Text for analysis:
┄┄┄┄┄┄┄┄┄┄┄┄┄┄┄┄┄┄┄┄

January 17th, 2012 at 2:33 pm
Hello Hannah
Speak to the Endangered Wildlife Trust, or the World Wide Fund for Nature SA. The EWT definitely needs volunteers for its programme for orphaned and injured rhinos. Sue
January 17th, 2012 at 4:23 pm
Thanks for keeping us posted on this Sue.
January 19th, 2012 at 9:30 am
I published a novel, ‘Project Horn’, in 2007, an action thriller with the theme of criminal poaching of rhinos (still available on Kalahari, or on order from bookshops). Even though I wrote it in 2005, when poaching was still small scale, I predicted the huge and sudden escalation to the present levels, and the story deals with the reasons for this. According to present events, I think I struck the nail on the head.
January 20th, 2012 at 2:09 am
Legalising horn trade will not work. There are more than 4 billion Asians and although only a small portion make up the demand, small of 4 billion is still a lot. There is less than 35000 rhino’s. It is not possible to flood the market. I say we boycot the guilty countries by not going there for tourism. Go somewhere else for holiday and try to limit your spending towards these countries. If we can get enough people to do this, we might make a difference.

┄┄┄┄┄┄┄┄┄┄┄┄┄┄┄┄┄┄┄┄

Records supplied:
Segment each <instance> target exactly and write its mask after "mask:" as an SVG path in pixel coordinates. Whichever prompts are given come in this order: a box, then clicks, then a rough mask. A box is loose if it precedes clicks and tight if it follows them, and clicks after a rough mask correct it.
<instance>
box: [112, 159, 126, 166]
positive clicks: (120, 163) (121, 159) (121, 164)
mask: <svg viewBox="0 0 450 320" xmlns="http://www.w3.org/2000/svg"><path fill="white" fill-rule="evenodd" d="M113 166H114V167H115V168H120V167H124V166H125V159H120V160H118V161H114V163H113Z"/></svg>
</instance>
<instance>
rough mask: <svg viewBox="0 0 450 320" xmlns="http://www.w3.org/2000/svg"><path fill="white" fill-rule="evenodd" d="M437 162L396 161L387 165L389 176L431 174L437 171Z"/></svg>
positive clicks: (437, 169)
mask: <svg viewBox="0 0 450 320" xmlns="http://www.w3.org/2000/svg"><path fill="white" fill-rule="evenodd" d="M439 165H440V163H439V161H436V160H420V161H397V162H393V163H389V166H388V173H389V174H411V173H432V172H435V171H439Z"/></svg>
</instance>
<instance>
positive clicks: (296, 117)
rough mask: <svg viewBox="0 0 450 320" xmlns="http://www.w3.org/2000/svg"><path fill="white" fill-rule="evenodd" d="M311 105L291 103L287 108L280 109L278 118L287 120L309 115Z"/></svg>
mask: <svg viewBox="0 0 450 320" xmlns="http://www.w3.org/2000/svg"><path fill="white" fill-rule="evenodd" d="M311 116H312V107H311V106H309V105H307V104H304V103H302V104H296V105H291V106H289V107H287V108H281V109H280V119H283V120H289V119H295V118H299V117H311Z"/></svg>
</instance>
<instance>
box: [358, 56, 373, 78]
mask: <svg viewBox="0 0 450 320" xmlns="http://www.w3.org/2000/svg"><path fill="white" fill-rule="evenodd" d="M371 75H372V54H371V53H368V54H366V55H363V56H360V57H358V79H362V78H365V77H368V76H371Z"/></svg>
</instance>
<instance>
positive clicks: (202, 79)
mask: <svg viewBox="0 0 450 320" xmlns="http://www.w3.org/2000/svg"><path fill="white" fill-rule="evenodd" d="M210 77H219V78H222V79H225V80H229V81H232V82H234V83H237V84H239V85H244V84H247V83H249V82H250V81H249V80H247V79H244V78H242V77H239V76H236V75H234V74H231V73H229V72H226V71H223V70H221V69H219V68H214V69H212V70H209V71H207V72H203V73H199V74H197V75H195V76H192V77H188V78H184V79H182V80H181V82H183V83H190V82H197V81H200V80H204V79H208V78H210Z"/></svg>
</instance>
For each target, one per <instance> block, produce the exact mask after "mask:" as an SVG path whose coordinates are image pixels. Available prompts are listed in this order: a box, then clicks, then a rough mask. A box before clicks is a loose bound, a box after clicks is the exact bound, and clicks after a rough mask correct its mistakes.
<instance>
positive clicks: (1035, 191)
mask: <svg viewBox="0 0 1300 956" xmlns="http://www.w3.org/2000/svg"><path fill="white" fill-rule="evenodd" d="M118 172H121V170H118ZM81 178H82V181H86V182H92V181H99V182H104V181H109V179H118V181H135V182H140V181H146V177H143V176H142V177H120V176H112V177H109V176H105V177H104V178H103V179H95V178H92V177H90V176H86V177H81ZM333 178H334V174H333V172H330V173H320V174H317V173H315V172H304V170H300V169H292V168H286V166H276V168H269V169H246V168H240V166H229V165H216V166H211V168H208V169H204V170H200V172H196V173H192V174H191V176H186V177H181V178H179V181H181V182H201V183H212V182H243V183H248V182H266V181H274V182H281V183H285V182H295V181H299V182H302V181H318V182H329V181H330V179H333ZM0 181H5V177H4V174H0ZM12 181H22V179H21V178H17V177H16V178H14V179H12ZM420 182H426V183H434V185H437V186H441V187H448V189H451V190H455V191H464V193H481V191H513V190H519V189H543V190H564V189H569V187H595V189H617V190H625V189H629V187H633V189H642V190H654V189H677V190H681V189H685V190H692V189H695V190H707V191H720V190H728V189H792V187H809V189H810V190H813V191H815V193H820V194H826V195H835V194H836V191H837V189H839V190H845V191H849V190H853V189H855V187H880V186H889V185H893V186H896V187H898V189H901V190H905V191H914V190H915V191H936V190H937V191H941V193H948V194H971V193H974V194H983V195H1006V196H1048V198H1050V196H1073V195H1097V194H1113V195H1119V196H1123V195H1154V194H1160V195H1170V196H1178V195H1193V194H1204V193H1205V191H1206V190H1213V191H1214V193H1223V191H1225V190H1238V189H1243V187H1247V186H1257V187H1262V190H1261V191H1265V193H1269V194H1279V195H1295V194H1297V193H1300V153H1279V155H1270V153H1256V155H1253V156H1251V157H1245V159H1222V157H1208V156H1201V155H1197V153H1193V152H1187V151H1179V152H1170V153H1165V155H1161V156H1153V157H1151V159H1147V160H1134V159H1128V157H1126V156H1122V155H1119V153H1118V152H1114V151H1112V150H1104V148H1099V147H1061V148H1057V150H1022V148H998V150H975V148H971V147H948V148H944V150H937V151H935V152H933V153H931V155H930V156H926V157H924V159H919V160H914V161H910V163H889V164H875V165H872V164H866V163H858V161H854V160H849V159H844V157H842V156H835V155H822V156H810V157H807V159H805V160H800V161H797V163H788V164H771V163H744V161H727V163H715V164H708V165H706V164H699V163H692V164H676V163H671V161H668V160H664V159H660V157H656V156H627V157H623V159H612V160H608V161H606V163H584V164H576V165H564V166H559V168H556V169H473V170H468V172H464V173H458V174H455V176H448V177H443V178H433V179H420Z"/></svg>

┄┄┄┄┄┄┄┄┄┄┄┄┄┄┄┄┄┄┄┄

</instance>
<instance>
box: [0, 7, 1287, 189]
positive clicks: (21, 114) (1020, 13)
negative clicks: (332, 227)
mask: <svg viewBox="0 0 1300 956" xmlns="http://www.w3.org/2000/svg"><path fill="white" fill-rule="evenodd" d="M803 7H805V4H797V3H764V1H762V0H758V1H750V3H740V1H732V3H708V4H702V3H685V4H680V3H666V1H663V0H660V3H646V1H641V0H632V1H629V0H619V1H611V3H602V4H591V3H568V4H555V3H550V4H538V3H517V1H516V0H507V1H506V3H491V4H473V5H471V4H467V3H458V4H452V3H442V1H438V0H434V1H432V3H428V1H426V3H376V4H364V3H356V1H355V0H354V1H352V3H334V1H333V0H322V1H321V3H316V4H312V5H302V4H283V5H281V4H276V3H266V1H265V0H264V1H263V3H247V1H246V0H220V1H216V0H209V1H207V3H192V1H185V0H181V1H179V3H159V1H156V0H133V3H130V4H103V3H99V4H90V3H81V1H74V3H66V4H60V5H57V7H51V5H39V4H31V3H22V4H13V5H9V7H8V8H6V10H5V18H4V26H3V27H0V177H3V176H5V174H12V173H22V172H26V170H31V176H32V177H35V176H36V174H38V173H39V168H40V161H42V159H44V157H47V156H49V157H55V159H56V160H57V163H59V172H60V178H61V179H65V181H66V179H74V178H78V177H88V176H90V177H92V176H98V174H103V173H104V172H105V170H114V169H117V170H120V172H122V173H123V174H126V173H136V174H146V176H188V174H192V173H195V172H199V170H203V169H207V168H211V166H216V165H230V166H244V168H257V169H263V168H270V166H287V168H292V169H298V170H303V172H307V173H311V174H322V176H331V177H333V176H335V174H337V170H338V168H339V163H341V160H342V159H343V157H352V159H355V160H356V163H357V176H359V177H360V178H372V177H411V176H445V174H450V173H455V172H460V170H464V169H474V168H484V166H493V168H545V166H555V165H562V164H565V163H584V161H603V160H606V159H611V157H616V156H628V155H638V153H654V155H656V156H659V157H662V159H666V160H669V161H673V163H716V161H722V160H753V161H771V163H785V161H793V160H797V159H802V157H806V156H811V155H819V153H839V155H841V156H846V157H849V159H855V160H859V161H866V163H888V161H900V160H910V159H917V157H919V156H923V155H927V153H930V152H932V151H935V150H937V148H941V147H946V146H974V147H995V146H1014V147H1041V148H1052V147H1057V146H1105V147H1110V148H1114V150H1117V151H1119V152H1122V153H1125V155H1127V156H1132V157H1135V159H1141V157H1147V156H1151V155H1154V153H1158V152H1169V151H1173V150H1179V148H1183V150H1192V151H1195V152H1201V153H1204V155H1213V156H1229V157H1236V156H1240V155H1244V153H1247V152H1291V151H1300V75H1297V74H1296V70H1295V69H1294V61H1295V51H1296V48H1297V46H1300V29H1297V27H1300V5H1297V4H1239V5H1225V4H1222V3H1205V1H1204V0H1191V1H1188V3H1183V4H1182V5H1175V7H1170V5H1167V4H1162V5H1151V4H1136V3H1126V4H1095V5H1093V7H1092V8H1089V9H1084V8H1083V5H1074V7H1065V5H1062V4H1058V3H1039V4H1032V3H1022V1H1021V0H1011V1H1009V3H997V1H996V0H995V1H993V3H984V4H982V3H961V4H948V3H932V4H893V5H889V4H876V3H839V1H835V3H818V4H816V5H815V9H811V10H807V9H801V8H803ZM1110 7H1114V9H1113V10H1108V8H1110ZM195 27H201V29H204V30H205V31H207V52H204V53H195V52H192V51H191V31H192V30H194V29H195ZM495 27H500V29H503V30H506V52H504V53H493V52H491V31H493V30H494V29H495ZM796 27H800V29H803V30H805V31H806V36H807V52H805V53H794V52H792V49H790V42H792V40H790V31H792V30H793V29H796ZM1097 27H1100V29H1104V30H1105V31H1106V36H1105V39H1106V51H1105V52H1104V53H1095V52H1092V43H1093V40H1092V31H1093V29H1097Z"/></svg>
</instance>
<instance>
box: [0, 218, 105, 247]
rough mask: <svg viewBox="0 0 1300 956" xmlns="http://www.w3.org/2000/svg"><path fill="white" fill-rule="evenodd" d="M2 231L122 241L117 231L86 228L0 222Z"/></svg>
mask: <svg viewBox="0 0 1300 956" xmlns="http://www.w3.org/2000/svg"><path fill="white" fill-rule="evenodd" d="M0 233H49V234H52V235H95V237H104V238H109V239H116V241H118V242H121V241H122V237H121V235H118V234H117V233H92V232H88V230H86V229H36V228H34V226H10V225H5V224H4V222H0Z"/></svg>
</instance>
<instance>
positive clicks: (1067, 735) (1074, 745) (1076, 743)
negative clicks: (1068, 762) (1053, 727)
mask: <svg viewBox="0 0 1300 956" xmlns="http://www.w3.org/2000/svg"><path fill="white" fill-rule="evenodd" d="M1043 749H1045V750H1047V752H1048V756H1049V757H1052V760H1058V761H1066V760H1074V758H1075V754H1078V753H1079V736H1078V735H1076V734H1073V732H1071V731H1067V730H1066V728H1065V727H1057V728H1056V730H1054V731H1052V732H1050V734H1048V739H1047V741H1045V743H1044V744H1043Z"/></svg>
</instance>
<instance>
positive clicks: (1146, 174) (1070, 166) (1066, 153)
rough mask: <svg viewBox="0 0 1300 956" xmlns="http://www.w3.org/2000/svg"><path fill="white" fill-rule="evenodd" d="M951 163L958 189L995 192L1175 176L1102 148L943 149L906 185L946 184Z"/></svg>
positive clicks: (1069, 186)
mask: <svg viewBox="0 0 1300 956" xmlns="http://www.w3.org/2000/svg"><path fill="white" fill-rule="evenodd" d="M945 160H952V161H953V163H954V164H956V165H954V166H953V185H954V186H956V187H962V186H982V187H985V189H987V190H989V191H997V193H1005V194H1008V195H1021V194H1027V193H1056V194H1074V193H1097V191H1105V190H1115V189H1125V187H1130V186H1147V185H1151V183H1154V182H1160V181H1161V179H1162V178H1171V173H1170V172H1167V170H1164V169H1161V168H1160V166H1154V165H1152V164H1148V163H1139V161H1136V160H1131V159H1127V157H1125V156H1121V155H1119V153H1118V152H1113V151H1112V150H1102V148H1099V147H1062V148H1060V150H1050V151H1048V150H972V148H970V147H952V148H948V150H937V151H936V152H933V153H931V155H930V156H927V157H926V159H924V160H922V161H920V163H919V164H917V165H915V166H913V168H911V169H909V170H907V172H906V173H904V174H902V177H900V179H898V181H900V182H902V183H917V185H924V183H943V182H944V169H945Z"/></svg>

┄┄┄┄┄┄┄┄┄┄┄┄┄┄┄┄┄┄┄┄

Required tasks:
1. For the comment thread on rhino poaching, decide whether each statement agrees with it. Answer yes or no for each, and quote the words from the thread that settle it.
(a) The Endangered Wildlife Trust needs volunteers for its program for orphaned and injured rhinos.
(b) The novel ‘Project Horn’ was written in 2007.
(c) The last commenter favors legalizing the horn trade.
2. According to the last comment in the rhino poaching thread, how many rhinos are left?
3. Pick up the comment thread on rhino poaching after its final sentence and carry it on.

Answers per task:
1.
(a) Yes: "The EWT definitely needs volunteers for its programme for orphaned and injured rhinos."
(b) No: "Even though I wrote it in 2005, when poaching was still small scale"
(c) No: "Legalising horn trade will not work."

2. Less than 35000.

3.
January 30th, 2012 at 6:28 pm
Sue,
What the parks need is ‘gutshot detection’ technology. This won’t stop the bullets but will alert the powers to the area of poaching, shooting. Catching one poacher is better than nil. Apparently there is technology that can detect a single or multiple gunshots within 25m in a 2 km radius, now if the manufactures can increase the radius of the shot detection say 15-20km we will have something.
Rob
February 9th, 2012 at 11:29 pm
local area community involvement, produces good intelligence. Intensified intelligence gathering the key, to limit and arrest current high poaching levels in the region.